# Notebook 01: GenAI Extraction and Document Chunking

This notebook starts the first stage of the end to end GenAI insurance document pipeline. The goal is to take a collection of long, unstructured documents and convert them into structured JSON outputs that can be analysed in later notebooks.

The raw dataset includes three document types stored in the data/raw folder:  
• Insurance policy wording style documents  
• ESG style sustainability reports  
• Incident and loss investigation summaries  

Each document is synthetic, created through paraphrasing or original generation so that it mimics the style, tone, and complexity of real insurance documents without raising copyright issues. The documents are intentionally messy, unstructured, and varied in length to reflect the challenges seen in real underwriting and claims workflows.

Insurance related documents are often long and difficult to process. Important details such as entities, regions, risk factors, exclusions, operational failures, and ESG concerns are spread across multiple paragraphs. Manual extraction is slow and inconsistent. This notebook focuses on building a reproducible GenAI workflow that can extract structured fields in a reliable way.

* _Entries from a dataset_

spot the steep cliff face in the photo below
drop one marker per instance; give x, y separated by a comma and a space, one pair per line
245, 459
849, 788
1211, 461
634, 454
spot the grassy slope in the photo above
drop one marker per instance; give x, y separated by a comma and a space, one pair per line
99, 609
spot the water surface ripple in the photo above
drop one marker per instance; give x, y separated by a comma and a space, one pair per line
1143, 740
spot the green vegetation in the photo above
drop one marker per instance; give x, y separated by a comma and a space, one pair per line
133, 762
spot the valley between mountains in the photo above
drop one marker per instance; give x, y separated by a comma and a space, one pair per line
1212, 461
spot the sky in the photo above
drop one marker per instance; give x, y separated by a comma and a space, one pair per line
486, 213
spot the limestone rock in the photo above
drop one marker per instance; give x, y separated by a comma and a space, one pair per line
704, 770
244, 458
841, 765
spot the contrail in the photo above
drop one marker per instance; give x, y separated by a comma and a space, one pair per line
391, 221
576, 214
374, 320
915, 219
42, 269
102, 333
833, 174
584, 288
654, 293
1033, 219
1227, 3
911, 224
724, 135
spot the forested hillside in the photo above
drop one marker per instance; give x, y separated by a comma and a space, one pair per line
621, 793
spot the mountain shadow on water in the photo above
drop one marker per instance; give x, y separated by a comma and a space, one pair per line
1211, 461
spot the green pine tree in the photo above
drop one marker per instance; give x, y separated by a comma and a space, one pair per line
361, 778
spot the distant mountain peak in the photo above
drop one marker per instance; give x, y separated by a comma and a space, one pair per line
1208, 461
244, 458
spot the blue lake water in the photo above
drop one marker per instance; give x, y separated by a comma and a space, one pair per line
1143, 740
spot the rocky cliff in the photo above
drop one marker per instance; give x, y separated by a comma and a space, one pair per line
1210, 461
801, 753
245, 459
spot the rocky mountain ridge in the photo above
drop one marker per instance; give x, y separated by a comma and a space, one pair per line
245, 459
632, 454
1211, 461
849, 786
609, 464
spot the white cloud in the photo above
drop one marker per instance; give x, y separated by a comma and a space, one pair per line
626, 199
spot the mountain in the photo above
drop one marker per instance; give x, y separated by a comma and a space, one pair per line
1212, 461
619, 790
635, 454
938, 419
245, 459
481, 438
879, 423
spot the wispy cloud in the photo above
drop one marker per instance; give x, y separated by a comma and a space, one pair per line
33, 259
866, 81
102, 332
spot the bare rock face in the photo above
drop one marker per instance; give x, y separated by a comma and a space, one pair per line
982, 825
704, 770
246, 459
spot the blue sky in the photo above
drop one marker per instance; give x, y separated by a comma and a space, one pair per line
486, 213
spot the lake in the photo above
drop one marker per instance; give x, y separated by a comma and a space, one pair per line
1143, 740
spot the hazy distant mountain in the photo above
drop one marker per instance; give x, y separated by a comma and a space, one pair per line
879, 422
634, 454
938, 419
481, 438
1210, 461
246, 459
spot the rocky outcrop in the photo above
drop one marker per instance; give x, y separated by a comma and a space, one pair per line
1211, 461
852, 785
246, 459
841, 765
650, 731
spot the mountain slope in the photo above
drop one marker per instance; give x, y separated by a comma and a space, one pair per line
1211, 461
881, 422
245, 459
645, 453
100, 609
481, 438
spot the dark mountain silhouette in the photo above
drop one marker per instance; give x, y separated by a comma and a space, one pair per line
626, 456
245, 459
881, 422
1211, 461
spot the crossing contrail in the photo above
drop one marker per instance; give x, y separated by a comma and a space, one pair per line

---

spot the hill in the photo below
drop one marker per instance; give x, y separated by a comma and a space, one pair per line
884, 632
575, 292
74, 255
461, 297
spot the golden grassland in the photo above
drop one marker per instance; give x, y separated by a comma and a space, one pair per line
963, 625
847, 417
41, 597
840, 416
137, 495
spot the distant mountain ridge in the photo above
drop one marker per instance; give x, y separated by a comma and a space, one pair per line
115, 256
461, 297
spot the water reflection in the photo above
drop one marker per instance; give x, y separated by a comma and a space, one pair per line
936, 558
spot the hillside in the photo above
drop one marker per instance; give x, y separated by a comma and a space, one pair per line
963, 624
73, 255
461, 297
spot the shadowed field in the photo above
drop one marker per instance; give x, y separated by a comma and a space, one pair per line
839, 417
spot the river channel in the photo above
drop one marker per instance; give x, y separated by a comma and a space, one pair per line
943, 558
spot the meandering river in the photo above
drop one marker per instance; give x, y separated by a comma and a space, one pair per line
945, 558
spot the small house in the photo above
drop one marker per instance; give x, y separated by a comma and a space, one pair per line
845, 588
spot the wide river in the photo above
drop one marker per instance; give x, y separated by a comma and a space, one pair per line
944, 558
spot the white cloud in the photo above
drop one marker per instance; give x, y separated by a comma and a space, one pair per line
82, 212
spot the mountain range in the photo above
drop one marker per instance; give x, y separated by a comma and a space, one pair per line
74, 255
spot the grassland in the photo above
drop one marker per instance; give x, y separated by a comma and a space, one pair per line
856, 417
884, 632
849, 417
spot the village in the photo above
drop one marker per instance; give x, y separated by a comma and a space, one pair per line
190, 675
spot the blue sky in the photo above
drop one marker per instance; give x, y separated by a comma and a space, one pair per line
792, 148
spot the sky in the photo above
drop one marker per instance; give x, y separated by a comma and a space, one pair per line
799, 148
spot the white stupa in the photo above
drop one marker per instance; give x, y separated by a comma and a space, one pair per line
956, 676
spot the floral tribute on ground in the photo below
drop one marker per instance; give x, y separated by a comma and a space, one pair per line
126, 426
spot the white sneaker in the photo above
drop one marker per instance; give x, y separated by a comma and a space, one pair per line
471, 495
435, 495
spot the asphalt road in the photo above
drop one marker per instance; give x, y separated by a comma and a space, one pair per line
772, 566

...

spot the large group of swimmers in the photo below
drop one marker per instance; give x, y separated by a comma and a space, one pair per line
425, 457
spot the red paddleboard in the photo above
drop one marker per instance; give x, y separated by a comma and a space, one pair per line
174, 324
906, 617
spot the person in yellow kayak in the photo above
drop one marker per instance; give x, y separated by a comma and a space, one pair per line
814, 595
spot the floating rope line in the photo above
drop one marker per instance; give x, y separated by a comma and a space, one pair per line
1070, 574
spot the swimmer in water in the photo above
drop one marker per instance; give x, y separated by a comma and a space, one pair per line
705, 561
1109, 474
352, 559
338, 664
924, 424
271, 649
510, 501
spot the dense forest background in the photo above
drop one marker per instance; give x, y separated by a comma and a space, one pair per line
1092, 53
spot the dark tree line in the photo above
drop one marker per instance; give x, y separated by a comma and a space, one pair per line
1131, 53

* _What is needed_
Answer these questions using the Notebook 01 text above.
(a) Which folder holds the raw dataset?
(b) By what two means were the synthetic documents created?
(c) What two problems with manual extraction does the text name?

* _Task response_
(a) The data/raw folder.
(b) Through paraphrasing or original generation.
(c) It is slow and inconsistent.